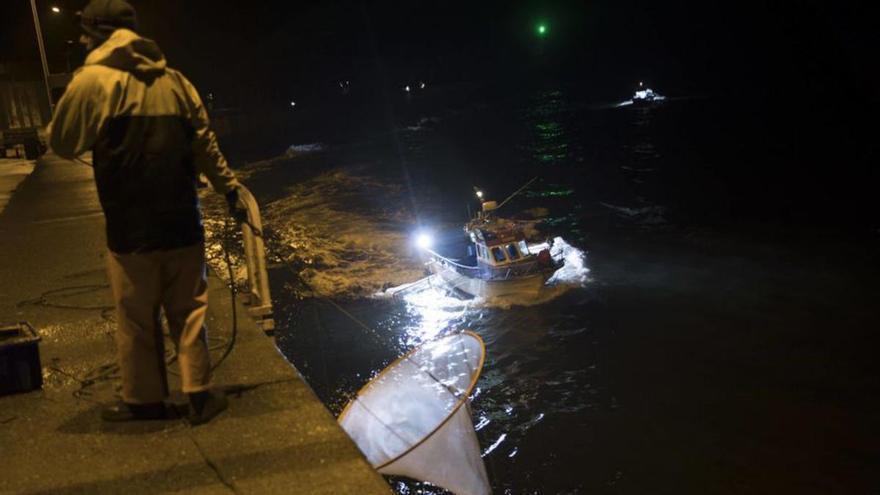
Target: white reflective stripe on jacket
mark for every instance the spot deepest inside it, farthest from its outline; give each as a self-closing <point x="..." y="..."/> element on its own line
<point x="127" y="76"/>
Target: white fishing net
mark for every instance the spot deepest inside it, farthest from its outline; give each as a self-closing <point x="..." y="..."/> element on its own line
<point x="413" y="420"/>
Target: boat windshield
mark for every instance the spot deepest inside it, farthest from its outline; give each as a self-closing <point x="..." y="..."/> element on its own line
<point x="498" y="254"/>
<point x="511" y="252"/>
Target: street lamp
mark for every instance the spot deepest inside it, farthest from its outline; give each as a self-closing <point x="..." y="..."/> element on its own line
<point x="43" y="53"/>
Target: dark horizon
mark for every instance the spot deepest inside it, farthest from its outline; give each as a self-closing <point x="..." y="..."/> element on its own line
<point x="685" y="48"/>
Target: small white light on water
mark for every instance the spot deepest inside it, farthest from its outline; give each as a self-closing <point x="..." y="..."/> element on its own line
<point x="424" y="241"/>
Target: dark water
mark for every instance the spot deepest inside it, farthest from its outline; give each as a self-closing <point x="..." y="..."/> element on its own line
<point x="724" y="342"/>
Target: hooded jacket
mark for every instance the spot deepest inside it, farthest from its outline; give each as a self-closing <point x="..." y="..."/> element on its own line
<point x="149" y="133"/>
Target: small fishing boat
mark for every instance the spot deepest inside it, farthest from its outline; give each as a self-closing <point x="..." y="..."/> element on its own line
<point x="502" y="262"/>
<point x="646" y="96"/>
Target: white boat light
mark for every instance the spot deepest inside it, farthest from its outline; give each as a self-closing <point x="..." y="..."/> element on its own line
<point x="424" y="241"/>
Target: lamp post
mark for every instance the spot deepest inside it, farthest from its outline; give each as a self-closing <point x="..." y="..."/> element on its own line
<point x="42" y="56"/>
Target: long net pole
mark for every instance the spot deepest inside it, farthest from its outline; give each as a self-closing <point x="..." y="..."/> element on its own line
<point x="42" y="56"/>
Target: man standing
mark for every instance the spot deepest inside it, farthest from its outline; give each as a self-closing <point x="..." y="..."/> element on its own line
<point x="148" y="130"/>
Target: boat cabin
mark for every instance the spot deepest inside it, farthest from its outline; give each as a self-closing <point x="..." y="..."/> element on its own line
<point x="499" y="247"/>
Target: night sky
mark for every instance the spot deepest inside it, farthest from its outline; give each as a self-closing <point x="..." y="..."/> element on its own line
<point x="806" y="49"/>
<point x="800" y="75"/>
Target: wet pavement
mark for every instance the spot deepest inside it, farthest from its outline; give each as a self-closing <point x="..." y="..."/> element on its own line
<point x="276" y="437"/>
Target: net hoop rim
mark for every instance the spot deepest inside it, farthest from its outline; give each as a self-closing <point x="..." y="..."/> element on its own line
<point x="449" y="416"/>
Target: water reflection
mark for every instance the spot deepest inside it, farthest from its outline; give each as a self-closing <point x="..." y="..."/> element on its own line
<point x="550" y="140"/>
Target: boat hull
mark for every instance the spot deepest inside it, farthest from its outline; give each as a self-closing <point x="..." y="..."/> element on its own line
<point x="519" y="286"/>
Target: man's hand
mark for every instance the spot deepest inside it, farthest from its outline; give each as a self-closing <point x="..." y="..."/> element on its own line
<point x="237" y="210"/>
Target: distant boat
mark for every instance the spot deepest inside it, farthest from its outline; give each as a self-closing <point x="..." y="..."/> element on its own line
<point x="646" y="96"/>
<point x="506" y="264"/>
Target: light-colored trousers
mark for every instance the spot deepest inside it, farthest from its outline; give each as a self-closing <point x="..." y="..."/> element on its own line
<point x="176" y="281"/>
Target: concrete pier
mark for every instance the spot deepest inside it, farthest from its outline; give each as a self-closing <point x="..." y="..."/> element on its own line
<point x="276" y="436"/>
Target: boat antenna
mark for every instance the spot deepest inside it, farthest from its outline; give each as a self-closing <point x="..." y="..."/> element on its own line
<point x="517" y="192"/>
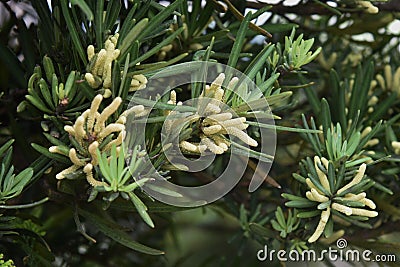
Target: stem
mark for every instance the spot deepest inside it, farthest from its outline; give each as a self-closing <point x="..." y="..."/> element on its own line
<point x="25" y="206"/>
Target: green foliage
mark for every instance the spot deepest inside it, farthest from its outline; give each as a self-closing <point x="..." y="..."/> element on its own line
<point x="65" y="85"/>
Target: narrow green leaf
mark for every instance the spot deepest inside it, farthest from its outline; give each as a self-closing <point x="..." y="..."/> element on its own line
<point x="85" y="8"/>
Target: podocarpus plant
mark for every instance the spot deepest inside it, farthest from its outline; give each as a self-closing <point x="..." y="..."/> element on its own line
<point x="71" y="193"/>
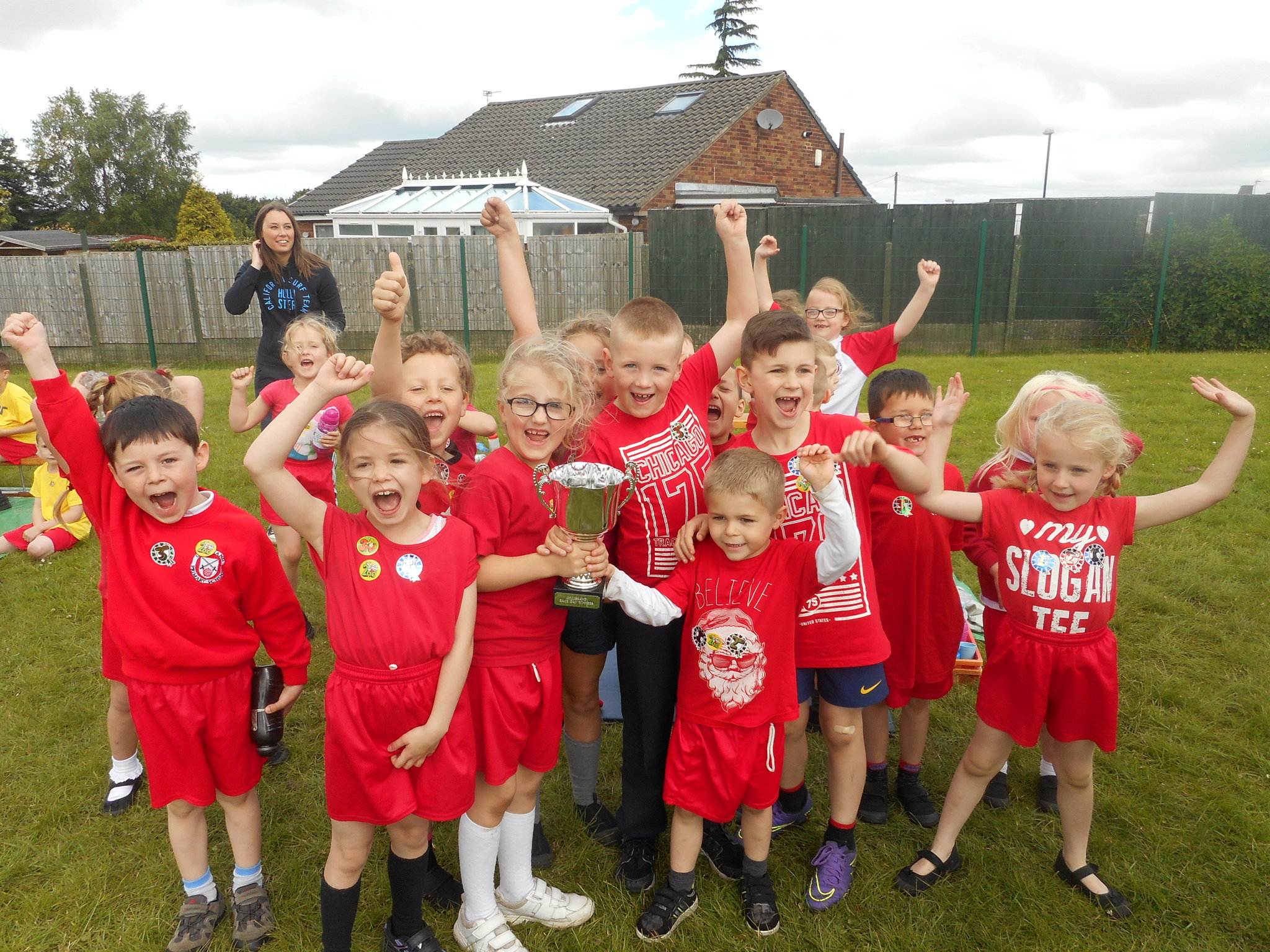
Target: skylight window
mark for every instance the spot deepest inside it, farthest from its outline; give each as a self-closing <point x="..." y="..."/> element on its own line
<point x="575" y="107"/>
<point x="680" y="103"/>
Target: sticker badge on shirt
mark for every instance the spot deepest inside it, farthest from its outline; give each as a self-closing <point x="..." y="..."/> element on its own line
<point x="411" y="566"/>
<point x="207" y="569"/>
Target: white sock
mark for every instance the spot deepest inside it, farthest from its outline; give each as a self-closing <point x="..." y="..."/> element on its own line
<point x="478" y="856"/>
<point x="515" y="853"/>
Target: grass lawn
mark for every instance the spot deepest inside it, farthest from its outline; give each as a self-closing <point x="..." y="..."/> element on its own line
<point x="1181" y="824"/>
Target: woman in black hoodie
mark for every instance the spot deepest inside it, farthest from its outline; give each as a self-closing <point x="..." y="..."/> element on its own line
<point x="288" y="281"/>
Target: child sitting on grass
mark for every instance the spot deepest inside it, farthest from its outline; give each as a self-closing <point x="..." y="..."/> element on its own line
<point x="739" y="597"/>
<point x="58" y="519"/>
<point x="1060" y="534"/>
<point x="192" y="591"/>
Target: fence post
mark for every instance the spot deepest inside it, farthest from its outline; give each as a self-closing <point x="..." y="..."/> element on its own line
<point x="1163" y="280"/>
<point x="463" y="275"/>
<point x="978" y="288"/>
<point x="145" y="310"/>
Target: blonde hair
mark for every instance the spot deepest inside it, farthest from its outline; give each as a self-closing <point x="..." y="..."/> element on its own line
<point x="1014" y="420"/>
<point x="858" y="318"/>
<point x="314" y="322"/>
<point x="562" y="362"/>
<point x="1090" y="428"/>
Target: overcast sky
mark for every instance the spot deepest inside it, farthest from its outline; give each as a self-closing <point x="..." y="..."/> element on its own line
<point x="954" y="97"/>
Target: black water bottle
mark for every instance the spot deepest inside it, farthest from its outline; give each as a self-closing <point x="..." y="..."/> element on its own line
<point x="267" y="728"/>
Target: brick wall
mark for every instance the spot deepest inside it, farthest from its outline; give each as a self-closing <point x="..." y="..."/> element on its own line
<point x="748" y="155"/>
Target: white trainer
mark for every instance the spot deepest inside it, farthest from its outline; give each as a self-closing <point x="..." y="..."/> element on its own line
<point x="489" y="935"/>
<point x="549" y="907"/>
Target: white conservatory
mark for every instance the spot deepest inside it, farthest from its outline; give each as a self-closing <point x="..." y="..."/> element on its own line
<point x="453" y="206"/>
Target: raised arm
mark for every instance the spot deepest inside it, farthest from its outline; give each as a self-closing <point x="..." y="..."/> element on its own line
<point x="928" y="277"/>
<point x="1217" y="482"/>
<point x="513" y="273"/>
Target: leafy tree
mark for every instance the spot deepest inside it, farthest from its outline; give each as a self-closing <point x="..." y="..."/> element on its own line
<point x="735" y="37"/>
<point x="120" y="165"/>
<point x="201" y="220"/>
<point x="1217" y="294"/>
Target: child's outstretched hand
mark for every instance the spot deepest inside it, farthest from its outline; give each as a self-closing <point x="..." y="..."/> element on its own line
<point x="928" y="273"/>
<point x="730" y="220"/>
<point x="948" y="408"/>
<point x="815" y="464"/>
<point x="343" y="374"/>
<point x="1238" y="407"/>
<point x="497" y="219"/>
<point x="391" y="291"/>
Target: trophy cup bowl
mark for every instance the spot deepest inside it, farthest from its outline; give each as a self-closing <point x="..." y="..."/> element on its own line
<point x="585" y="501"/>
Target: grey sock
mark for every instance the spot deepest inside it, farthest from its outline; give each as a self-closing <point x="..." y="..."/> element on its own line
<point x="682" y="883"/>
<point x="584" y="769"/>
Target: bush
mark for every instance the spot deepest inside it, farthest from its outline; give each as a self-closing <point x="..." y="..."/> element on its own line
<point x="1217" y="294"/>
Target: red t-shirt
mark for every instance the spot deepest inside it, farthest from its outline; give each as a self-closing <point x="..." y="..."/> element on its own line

■ EXERCISE REQUIREMENTS: Transcribe the entries from their first line to the line that holds "Target: boat windshield", both included, and skip every picture.

■ SOLUTION TO THIS TASK:
Target: white reflective stripe on jacket
mark for every instance the spot deepest inside it, farthest from its outline; give each as a self-closing <point x="..." y="..."/> element on its own line
<point x="127" y="76"/>
Target: white fishing net
mark for every instance the spot deepest inside it, farthest from its outline; give each as a self-closing <point x="..." y="..."/> element on its own line
<point x="413" y="420"/>
Target: boat windshield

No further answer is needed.